(Collection entries)
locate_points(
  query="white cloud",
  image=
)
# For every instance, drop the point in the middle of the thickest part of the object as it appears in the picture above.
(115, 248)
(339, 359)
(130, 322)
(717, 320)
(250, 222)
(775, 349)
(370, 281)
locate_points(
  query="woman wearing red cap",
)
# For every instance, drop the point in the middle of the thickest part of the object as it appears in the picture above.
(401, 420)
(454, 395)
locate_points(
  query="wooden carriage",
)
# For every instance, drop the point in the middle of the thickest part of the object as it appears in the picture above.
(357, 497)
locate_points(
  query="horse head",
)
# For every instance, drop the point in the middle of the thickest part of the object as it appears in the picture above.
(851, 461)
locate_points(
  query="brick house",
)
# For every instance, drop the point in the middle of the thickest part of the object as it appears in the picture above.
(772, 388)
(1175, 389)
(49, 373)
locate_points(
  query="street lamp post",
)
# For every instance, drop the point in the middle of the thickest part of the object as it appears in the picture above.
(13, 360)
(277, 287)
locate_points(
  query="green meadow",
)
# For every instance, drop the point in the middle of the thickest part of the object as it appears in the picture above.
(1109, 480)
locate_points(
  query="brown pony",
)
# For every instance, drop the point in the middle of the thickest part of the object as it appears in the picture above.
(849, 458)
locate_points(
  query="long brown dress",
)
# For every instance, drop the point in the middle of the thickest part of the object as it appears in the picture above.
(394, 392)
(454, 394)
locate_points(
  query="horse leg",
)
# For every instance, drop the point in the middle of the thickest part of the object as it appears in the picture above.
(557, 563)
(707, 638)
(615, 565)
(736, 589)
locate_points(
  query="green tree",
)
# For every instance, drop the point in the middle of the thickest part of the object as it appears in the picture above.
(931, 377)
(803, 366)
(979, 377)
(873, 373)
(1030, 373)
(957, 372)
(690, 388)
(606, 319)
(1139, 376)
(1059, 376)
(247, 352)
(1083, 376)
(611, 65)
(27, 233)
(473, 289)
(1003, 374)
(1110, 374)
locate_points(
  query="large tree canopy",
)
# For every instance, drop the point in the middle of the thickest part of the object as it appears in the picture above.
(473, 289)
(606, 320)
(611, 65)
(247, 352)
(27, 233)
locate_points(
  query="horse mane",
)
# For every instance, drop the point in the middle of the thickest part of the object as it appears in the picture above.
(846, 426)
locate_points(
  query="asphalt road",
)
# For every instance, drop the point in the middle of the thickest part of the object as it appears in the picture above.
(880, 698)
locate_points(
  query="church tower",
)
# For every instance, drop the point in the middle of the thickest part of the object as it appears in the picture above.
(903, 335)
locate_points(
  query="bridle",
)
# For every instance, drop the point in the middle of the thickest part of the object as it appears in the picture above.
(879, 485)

◆ **The task**
Tally the lines in the rows above that contain the string "green", treating uppercase and lowercase as different. Reply with the number only.

◆ **Answer in full**
2